● Excerpted text
Trusts Flashcards
Types of trusts
Inter vivos trust
Testamentary trust
Inter vivos trust (living trust)
An inter vivos trust is a trust created while the settlor is living and transfers some or all of their property into the trust. The settlor can designate themself as the trustee or a 3P.
Testamentary trust
A testamentary trust is created in writing in a will or in a document incorporated by reference into a will. The will containing the trust must meet the attested or holographic will requirements.
Elements to create a trust
1) intent, 2) trust property, 3) valid trust purpose), and 4) ascertainable beneficiaries
Intent element of creating a trust
Settlor may manifest intent orally, in writing, or by conduct. Manifestation of intent must occur prior to or simultaneously with transfer of property.
Trust property element of creating a trust
The trust must be funded with identifiable trust property, described with reasonable certainty.

● Goals
1 – In the trusts flashcards, why is an inter vivos trust also called a living trust? Answer in one to three sentences.
2 – Please reproduce the lines of the records from the one containing "Given the photo above, point to the calm" through the end of the records, inclusive.

● Dataset
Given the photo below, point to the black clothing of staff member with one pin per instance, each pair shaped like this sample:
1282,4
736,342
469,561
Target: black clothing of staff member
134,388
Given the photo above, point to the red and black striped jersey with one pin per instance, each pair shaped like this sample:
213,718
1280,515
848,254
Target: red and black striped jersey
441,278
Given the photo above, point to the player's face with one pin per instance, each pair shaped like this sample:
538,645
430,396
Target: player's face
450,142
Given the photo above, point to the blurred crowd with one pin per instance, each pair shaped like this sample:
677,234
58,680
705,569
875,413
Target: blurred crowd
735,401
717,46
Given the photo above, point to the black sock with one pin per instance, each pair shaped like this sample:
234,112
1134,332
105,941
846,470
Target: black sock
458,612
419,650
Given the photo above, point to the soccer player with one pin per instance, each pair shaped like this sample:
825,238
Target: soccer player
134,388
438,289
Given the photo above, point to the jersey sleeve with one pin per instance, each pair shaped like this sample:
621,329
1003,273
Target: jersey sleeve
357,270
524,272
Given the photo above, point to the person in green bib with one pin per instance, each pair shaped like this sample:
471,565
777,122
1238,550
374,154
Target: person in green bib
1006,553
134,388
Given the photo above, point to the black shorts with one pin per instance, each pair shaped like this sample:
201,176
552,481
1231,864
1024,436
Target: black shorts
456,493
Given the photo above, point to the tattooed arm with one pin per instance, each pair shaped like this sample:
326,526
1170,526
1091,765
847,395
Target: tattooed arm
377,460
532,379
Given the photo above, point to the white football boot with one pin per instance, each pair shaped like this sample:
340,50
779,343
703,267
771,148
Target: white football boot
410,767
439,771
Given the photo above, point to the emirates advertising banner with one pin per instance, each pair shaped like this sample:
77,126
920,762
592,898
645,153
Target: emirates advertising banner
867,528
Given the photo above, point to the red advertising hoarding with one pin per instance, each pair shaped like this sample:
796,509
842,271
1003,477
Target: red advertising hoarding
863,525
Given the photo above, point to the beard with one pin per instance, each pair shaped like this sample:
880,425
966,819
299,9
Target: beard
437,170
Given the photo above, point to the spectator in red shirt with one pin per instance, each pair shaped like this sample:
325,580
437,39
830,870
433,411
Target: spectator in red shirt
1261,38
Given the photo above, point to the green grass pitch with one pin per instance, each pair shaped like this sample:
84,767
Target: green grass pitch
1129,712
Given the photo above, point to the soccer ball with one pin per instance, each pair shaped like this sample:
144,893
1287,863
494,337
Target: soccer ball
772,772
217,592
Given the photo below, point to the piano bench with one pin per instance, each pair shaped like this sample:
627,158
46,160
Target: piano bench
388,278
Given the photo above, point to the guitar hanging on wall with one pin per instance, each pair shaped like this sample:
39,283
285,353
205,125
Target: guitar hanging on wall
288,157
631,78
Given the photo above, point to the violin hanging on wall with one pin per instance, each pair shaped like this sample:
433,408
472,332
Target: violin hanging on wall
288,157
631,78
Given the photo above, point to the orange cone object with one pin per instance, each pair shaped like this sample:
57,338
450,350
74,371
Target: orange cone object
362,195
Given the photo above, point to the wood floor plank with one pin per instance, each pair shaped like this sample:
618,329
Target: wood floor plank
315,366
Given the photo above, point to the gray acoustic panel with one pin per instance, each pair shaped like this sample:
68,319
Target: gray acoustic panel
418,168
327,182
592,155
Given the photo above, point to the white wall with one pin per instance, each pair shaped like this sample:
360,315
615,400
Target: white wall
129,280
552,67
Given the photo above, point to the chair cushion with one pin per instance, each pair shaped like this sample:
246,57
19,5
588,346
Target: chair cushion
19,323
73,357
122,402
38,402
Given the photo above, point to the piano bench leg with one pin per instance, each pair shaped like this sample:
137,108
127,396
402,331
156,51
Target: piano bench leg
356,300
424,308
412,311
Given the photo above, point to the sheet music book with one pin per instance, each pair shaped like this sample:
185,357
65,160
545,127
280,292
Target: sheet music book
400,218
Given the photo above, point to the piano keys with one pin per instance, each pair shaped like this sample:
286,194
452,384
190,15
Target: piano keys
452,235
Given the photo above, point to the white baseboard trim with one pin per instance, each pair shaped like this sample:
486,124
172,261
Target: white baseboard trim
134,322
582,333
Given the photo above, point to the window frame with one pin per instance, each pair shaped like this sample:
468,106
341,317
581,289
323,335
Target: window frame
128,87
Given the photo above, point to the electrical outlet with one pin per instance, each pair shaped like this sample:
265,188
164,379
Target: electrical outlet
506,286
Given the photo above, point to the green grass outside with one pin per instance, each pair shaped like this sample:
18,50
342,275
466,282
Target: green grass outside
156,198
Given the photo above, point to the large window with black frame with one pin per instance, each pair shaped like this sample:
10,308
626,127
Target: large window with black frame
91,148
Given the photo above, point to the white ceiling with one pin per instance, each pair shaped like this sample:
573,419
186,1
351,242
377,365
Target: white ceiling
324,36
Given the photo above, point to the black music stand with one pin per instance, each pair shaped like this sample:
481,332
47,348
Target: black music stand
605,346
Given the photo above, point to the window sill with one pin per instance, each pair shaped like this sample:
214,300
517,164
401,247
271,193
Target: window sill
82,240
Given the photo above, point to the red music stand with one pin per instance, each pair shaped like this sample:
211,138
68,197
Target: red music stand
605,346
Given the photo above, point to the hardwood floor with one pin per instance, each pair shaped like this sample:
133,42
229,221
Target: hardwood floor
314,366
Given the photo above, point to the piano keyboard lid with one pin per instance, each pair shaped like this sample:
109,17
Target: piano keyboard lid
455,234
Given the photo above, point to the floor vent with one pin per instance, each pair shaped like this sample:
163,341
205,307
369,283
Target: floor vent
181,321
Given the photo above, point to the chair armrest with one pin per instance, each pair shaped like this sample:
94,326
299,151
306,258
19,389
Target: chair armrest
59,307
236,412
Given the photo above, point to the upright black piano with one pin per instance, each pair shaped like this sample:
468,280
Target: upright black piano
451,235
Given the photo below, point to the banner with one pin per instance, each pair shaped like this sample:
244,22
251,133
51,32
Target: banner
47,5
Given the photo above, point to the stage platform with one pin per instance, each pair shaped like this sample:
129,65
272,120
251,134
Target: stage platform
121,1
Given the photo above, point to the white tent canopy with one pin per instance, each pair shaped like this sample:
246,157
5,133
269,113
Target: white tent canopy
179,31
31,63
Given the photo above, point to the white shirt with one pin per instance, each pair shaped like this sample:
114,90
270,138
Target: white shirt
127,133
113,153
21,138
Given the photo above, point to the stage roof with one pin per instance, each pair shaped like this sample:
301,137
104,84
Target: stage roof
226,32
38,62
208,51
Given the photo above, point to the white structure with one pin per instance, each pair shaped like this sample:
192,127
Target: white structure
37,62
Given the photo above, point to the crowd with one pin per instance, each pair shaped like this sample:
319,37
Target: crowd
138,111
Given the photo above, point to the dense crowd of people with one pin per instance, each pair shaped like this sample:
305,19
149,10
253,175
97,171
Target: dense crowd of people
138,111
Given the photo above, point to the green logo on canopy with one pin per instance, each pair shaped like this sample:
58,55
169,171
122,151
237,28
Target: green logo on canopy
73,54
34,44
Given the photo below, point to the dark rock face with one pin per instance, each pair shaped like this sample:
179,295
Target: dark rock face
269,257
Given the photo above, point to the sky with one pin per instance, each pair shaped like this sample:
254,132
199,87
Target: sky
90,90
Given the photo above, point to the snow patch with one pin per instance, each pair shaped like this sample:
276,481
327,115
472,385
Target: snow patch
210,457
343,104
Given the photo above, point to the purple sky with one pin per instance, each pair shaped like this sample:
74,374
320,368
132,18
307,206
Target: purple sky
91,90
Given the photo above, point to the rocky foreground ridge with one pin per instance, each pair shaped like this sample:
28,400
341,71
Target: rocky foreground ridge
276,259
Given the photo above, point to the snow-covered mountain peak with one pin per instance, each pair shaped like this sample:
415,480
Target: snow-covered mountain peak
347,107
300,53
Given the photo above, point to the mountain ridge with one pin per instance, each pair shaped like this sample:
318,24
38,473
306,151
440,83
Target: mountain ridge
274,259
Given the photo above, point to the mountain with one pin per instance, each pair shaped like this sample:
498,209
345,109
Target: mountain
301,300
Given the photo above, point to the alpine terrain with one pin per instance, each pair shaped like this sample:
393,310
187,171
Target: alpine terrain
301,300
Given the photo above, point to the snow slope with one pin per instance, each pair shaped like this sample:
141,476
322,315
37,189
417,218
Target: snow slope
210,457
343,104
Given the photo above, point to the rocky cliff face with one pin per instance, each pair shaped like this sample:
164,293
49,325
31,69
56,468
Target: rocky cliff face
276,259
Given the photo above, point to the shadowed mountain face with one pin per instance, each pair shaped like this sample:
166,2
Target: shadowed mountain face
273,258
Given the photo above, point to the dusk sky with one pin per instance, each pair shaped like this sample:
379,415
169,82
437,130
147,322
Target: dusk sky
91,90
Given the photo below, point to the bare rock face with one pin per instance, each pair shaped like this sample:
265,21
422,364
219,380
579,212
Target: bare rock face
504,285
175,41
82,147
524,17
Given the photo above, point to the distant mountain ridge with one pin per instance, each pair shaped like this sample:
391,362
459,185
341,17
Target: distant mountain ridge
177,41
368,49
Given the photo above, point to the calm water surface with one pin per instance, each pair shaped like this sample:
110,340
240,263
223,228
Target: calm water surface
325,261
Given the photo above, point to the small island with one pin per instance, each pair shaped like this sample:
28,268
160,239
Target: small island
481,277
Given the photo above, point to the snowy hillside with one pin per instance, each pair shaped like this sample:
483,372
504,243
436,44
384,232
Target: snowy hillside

● Expected results
1 – It is called a living trust because it is created while the settlor is living. During that time, the settlor transfers some or all of their property into the trust.

2 –
Given the photo above, point to the calm water surface with one pin per instance, each pair shaped like this sample:
110,340
240,263
223,228
Target: calm water surface
325,261
Given the photo above, point to the small island with one pin per instance, each pair shaped like this sample:
28,268
160,239
Target: small island
481,277
Given the photo above, point to the snowy hillside with one pin per instance, each pair shaped like this sample:
483,372
504,243
436,44
384,232
Target: snowy hillside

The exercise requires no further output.